◆ Your instructions: Can you write out word for word the lines of the items below, starting at the line that contains "Target: bicycle" and stopping after the last line of the items?

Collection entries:

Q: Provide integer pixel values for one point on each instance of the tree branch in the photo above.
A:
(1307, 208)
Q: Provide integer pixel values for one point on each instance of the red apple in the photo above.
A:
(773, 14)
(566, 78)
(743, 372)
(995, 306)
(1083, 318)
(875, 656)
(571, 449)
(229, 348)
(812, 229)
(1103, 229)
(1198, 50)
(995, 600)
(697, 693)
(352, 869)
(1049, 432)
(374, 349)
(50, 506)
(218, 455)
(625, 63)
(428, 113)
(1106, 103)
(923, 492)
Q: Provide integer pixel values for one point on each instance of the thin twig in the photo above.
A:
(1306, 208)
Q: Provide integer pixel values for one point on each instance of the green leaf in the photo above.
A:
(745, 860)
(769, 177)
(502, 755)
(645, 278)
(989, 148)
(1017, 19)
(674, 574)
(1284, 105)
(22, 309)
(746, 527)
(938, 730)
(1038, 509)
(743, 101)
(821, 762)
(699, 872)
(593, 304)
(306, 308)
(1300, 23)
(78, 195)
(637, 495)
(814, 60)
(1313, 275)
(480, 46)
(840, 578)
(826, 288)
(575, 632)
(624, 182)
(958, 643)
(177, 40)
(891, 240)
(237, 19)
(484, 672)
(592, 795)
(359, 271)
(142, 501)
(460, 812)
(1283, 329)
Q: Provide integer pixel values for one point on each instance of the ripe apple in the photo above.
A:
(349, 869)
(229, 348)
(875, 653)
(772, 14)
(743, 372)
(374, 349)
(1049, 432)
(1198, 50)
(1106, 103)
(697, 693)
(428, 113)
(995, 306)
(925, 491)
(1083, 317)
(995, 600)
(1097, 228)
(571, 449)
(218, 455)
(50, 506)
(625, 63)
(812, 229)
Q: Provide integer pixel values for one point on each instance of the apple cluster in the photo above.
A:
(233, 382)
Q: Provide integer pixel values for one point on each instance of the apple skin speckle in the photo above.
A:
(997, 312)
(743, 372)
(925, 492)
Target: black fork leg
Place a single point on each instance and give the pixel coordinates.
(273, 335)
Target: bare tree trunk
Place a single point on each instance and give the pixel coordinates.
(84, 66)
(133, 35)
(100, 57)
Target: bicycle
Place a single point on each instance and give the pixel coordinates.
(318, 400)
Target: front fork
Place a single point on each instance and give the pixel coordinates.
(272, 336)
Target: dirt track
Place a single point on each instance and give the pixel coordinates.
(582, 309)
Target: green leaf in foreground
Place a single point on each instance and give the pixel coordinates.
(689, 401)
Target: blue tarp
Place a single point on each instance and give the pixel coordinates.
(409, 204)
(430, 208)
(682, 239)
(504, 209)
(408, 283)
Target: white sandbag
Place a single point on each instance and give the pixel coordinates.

◆ Output below:
Target: bicycle
Place a single point on each instance and give the pixel coordinates.
(318, 400)
Target: front fork
Place a single point on each instance and give the pixel coordinates.
(272, 336)
Target: dirt track
Place a single point on each instance and give the pixel coordinates.
(582, 309)
Target: green leaf in foreground
Place a single point on each instance and give the pixel coordinates.
(689, 401)
Target: blue tarp
Place a single point on each instance and give the pixel coordinates.
(409, 204)
(430, 208)
(682, 239)
(504, 209)
(408, 283)
Target: white sandbag
Place a single point on each instance and give the pixel coordinates.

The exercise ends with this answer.